__Short task__: Quote precisely the final stretch of the listing: start at the line containing "Locate every instance of the tan" and stop after the last line.

__Records for the exercise__:
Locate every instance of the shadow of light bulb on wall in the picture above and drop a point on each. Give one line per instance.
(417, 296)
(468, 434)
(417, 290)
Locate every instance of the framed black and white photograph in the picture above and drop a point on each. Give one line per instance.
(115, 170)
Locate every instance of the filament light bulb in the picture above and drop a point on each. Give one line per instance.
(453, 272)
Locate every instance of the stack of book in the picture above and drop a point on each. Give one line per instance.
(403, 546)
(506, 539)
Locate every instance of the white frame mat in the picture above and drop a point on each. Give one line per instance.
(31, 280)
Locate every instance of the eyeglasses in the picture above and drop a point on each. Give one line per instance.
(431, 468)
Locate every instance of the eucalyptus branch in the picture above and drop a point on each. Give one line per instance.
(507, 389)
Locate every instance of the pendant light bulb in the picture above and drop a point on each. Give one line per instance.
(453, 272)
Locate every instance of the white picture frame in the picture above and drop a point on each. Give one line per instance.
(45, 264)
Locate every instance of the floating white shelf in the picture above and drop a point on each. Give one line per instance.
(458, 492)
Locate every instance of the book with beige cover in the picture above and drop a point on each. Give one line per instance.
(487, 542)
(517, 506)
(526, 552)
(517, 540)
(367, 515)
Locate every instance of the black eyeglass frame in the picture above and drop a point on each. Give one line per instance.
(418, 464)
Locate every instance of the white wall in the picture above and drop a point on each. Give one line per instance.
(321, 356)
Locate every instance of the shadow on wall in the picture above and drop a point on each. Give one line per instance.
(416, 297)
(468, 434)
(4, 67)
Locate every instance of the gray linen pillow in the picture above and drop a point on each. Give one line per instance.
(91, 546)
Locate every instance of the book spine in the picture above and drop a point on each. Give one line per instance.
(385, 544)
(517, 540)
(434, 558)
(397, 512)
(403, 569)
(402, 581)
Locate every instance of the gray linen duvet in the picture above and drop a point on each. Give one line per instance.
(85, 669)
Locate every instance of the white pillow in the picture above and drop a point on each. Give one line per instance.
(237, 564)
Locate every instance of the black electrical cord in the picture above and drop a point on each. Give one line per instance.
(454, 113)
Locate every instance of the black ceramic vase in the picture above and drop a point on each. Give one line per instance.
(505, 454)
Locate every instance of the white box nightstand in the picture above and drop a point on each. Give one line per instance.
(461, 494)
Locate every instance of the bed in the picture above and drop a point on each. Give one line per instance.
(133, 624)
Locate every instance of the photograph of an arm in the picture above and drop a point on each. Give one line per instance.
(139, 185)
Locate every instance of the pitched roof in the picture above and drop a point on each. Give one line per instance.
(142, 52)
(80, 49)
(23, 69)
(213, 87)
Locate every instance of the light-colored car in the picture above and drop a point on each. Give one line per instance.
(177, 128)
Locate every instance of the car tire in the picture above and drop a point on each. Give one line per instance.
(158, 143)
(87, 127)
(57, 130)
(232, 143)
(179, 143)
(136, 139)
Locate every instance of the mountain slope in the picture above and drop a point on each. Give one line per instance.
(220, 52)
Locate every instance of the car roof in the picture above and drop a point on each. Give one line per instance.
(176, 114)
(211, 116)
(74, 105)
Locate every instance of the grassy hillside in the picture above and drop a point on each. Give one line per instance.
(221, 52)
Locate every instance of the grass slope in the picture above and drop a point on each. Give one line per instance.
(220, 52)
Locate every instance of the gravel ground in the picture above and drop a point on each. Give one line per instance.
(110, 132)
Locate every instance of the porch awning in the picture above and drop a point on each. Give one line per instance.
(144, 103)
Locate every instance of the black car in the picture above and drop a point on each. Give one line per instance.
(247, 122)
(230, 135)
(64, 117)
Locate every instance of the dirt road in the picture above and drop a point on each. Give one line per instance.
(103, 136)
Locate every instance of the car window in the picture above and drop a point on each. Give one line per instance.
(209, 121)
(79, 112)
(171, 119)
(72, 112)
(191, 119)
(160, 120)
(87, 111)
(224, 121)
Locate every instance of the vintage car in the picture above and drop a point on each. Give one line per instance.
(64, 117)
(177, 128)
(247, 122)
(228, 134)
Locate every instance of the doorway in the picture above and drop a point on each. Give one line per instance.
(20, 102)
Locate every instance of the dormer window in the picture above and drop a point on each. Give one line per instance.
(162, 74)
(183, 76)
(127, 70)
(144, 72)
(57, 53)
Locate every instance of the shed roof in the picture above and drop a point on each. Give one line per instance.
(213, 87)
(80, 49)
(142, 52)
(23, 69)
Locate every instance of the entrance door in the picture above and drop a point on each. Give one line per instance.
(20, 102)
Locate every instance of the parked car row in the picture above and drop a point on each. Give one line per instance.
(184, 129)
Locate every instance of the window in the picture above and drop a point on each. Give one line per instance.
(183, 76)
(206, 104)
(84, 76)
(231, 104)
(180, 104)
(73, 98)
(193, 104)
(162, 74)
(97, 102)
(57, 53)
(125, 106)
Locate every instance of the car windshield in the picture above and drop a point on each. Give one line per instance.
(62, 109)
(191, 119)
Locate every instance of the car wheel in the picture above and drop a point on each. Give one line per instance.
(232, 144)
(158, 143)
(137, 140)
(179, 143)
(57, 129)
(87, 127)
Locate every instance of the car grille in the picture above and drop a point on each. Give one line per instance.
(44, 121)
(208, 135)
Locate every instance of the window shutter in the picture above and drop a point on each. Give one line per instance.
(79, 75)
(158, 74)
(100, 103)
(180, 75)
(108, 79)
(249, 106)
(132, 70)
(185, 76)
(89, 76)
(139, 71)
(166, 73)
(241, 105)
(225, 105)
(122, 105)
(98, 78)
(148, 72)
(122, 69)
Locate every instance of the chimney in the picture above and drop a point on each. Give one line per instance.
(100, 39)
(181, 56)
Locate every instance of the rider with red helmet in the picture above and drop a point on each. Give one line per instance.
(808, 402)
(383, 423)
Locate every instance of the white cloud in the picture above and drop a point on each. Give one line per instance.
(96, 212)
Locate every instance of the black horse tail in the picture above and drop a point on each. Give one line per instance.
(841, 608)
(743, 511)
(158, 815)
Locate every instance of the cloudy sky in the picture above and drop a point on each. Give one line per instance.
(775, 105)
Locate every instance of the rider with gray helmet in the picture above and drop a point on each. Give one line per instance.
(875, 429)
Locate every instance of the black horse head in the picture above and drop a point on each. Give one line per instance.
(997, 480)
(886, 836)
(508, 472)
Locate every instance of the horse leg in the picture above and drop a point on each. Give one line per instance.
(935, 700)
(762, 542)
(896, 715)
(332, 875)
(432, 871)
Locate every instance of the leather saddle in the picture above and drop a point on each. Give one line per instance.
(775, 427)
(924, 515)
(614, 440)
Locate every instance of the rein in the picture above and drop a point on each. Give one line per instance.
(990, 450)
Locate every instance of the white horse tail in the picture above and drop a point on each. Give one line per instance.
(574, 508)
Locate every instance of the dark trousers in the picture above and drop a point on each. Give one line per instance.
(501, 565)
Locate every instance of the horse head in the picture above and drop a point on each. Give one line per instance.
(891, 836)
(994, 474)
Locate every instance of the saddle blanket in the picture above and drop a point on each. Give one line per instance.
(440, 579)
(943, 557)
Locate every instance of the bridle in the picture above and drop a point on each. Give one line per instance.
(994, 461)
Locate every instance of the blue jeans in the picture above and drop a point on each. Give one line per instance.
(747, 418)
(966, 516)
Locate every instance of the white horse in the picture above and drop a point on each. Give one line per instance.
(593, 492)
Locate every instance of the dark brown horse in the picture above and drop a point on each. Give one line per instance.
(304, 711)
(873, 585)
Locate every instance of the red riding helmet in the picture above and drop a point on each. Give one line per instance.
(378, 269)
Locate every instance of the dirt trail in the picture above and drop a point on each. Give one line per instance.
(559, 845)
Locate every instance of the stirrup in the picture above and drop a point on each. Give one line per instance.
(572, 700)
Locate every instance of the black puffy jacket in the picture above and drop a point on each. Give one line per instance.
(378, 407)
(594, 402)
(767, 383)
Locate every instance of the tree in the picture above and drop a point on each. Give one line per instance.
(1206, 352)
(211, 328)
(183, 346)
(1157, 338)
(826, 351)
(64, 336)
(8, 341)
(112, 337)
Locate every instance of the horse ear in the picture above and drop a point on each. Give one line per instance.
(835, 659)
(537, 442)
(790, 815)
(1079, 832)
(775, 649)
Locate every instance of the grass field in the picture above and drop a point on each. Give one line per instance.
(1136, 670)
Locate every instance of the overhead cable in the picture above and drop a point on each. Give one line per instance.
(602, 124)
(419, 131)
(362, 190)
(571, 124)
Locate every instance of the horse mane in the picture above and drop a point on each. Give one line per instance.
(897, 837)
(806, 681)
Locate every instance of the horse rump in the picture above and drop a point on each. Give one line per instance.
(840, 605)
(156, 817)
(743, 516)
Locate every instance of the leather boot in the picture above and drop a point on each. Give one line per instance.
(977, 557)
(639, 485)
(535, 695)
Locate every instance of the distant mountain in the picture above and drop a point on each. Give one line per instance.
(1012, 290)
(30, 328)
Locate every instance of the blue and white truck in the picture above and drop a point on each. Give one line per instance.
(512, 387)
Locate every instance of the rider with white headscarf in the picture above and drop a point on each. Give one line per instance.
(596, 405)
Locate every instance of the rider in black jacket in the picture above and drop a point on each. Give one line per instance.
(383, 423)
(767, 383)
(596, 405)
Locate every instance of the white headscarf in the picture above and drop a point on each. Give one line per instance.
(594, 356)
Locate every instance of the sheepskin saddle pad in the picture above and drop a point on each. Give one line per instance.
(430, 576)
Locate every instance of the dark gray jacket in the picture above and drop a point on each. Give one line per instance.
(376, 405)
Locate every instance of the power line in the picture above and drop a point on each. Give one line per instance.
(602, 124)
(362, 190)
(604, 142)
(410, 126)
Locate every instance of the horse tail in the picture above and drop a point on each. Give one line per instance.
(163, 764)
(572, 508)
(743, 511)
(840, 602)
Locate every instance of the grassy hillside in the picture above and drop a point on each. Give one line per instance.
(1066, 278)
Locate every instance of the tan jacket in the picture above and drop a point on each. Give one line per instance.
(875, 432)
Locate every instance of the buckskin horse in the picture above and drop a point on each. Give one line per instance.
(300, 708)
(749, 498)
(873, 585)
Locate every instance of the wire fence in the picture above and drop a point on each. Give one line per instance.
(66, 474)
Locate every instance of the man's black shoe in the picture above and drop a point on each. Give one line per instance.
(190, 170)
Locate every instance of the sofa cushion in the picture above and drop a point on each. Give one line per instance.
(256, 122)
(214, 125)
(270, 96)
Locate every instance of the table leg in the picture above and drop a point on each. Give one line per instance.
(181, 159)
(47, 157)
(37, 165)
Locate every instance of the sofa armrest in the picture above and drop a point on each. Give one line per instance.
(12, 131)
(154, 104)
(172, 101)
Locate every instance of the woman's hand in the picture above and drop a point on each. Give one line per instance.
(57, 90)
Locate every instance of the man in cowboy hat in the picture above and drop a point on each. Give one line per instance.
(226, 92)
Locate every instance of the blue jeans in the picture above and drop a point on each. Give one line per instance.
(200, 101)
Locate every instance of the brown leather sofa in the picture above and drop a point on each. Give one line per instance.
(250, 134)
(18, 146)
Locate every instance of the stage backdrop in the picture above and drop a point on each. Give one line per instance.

__Finished exercise__:
Locate every instance of the tan jacket in the picture above and drop a point on each. Give one line per instance.
(875, 432)
Locate every instance of the buckskin horse in the picture above and drop a point on each. Give one line per instance.
(300, 708)
(749, 498)
(873, 585)
Locate every instance of the wire fence in the picture above and drop a point on each. Give one line per instance.
(66, 474)
Locate every instance of the man's black shoe in the picture above and drop a point on each. Give one line per instance.
(190, 170)
Locate every instance of the sofa cushion in the picture above and drop a point on each. Give one line per instance.
(256, 122)
(214, 125)
(270, 96)
Locate every instance of the table leg in the picture above and drop a point on each. Give one line per instance.
(181, 159)
(47, 157)
(37, 165)
Locate every instance of the sofa armrest in the picture above and drop a point on each. Give one line per instance.
(12, 131)
(154, 104)
(172, 101)
Locate every instance of the woman's hand in the picture above and drop a point on each. Give one line per instance.
(57, 90)
Locate every instance of the man in cowboy hat in the picture above and drop a point on each. Give one line per instance.
(226, 92)
Locate every instance of the blue jeans in the picture above and drop a point on each. Give one line per instance.
(200, 101)
Locate every instance of the brown leather sofa in the picture above and drop a point on each. Give one line per instance.
(250, 134)
(18, 146)
Locate every instance of the stage backdrop in the picture above and drop a point on each. Give one line per instance.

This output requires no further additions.